Problem to work on: Write out, word for word, the stretch of the records from the line containing "of the river." through the line containing "[[733, 259]]", including both of those lines.

[Start of Record extracts]

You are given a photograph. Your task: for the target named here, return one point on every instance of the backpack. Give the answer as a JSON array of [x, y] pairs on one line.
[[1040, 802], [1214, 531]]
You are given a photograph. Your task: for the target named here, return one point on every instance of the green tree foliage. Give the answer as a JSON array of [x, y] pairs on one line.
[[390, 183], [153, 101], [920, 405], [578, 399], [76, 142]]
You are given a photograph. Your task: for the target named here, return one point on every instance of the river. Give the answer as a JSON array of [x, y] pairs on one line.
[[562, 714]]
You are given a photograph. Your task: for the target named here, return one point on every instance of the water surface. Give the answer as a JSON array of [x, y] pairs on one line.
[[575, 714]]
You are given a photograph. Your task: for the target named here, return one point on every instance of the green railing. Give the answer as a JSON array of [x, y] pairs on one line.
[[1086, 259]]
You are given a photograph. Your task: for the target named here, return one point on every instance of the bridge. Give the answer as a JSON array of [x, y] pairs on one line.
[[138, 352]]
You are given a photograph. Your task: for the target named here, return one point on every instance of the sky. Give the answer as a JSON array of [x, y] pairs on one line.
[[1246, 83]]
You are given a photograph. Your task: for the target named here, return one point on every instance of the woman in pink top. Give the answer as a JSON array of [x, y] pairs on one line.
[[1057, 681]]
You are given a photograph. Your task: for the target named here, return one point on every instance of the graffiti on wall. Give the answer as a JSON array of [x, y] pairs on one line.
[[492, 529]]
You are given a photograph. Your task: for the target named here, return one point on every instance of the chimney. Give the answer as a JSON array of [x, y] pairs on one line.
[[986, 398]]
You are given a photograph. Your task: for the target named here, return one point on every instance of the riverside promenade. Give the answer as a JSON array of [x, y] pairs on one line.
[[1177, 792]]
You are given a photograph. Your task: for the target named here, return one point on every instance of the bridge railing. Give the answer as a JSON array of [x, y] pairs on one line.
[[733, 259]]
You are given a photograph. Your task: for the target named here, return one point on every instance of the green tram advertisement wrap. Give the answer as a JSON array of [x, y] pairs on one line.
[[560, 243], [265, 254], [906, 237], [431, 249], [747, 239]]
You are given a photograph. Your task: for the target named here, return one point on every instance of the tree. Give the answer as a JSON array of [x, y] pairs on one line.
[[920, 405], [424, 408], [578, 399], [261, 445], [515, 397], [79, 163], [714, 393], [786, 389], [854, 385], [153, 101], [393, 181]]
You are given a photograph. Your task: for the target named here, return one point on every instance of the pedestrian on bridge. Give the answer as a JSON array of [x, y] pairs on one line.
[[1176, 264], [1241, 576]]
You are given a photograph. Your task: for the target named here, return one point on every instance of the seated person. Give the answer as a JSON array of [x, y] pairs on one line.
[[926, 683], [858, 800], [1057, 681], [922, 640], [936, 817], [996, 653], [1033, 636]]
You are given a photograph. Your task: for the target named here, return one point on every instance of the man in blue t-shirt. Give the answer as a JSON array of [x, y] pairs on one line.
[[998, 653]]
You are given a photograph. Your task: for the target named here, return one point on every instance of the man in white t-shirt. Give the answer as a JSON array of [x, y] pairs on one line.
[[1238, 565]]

[End of Record extracts]

Solution below:
You are given a photograph. Your task: for the target named here, return one point on every instance of the river. Give the answer as a JSON array of [x, y] pairs on one line.
[[562, 714]]
You are given a photograph. Your task: for the target named here, return one point on every instance of the water surface. Give the answer as a JSON array of [x, y] pairs on one line.
[[575, 714]]
You are given a photograph. Your task: for the target named here, return one point on every instance of the green railing. Give the answer as a JSON array of [x, y] pairs on one line.
[[1086, 259]]
You are given a photograph. Your task: for the target named here, return one point on every instance of the bridge. Give the answer as a JSON array of [x, y] pairs on one line.
[[138, 352]]
You are given a photograph. Your task: for the target named here, return one point on every instance of the sky. Give the answer as a JSON array of [x, y] pairs on one line.
[[1246, 83]]
You are given a photograph. Your task: for the target named here, return one point on every instance of the woman in pink top. Give the answer as a JSON array of [x, y] pairs on one line.
[[1057, 681]]
You are given a photograph. Your task: for the target named here, return one point on every instance of the graffiti on wall. Give the answer as a JSON array of [x, y] pairs on one line.
[[492, 529]]
You are given a photograph. Your task: for the target named here, return one point on every instance of the chimney. Give the answer as a JSON array of [x, y] pairs on one line.
[[986, 398]]
You are given a photograph. Your task: for the target named here, return one point on every instance of the riverside promenade. Give the answer as a JSON array of [x, y] pairs on one line.
[[1177, 792]]
You are given a photograph. Your task: for the target named here, return one point on every instance of the bridge railing. Give the answer as a JSON array of [x, y] pairs on one line.
[[733, 259]]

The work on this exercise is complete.